META Price 2023 Anomaly Detection

  • As an example, let’s dive into the META stock price 2023 by applying the anomaly detection algorithm.
  • Reading the input data and calculating the Minmax scaled stock daily returns
ticker = 'META'  
start_date = '2023-01-01'
end_date = '2023-10-24'

stock_data = yf.download(ticker, start=start_date, end=end_date)['Adj Close']
# Create an empty dataframe
returns = pd.DataFrame()

# Define the column Returns
returns['Returns'] = stock_data.pct_change()
from sklearn.preprocessing import StandardScaler
scaler = StandardScaler()
returns['Returns'] = scaler.fit_transform(returns['Returns'].values.reshape(-1,1))
data=returns.dropna()
data.tail()
             Returns
Date	
2023-10-17	0.148736
2023-10-18	-0.999300
2023-10-19	-0.677357
2023-10-20	-0.683911
2023-10-23	0.467614
  • Let’s invoke the Isolated Forest anomaly detection algorithm with 5% contamination
from sklearn.ensemble import IsolationForest
model = IsolationForest(contamination=0.05)
model.fit(data[['Returns']])

# Predicting anomalies
data['Anomaly'] = model.predict(data[['Returns']])

DATA LINES ::
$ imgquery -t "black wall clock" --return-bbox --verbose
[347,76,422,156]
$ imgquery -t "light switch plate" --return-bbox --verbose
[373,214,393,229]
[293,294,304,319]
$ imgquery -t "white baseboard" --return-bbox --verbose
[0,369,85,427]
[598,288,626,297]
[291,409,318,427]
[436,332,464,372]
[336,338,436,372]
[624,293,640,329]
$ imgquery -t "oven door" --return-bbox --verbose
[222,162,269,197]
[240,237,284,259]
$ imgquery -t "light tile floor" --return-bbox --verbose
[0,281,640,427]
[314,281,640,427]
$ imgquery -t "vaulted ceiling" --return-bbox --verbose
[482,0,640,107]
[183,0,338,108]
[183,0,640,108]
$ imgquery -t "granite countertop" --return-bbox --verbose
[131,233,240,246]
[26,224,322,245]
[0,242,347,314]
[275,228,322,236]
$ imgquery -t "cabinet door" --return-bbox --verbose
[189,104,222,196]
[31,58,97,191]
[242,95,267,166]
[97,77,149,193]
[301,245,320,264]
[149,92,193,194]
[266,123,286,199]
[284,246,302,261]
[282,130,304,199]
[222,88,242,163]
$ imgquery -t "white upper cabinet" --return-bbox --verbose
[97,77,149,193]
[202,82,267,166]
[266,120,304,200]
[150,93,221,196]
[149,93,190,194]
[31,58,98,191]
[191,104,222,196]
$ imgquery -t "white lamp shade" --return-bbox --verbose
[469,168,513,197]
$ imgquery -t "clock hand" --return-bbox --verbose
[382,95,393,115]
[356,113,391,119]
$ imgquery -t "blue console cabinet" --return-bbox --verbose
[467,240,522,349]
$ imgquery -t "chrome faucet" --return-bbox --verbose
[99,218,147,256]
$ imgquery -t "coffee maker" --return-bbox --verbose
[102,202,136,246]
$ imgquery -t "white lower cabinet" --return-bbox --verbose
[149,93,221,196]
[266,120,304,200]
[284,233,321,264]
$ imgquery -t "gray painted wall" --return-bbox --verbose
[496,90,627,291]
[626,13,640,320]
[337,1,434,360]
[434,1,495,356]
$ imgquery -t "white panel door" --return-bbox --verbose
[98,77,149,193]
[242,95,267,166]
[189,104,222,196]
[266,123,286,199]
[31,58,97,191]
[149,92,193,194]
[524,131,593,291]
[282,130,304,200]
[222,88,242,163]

* * *

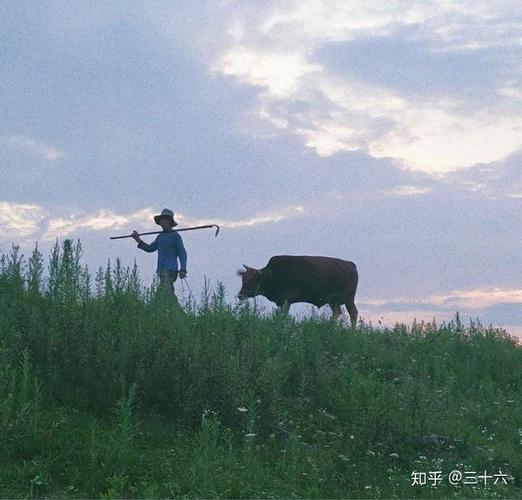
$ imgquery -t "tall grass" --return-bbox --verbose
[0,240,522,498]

--

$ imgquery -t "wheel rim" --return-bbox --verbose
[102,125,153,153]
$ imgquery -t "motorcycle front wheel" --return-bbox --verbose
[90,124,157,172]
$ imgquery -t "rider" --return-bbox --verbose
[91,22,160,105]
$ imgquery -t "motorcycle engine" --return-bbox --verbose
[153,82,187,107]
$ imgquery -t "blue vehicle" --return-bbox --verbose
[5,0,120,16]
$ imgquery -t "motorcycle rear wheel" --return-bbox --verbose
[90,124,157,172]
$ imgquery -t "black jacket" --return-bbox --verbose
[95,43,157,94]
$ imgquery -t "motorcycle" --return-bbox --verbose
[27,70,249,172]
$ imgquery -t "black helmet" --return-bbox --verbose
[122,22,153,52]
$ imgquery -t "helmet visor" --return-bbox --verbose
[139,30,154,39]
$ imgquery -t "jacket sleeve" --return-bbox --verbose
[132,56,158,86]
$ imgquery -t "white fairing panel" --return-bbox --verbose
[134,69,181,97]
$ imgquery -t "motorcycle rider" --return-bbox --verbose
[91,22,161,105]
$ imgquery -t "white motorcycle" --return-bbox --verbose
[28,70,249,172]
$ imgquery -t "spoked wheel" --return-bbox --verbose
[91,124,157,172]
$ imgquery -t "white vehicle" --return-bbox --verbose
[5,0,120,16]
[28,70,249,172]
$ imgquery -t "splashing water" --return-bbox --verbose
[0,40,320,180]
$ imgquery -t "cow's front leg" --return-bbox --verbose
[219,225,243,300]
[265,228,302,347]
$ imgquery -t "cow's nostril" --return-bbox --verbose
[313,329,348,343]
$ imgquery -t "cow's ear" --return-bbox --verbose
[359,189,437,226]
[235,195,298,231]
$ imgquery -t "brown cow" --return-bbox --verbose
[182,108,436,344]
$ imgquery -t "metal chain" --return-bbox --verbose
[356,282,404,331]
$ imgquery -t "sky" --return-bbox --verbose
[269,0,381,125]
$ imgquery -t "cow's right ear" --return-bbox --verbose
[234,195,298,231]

WHAT THIS EXERCISE ASKS ::
a: Reproduce the META anomaly detection text between "data=returns.dropna()" and "model.fit(data[['Returns']])", inclusive, swapping "data" for "df".
b: In the META anomaly detection text, what contamination level is set for the Isolation Forest model?
This material has no connection to the META stock text.

TASK-BY-TASK SOLUTIONS ::
a:
df=returns.dropna()
df.tail()
             Returns
Date	
2023-10-17	0.148736
2023-10-18	-0.999300
2023-10-19	-0.677357
2023-10-20	-0.683911
2023-10-23	0.467614
  • Let’s invoke the Isolated Forest anomaly detection algorithm with 5% contamination
from sklearn.ensemble import IsolationForest
model = IsolationForest(contamination=0.05)
model.fit(df[['Returns']])

b: 5%, passed as contamination=0.05.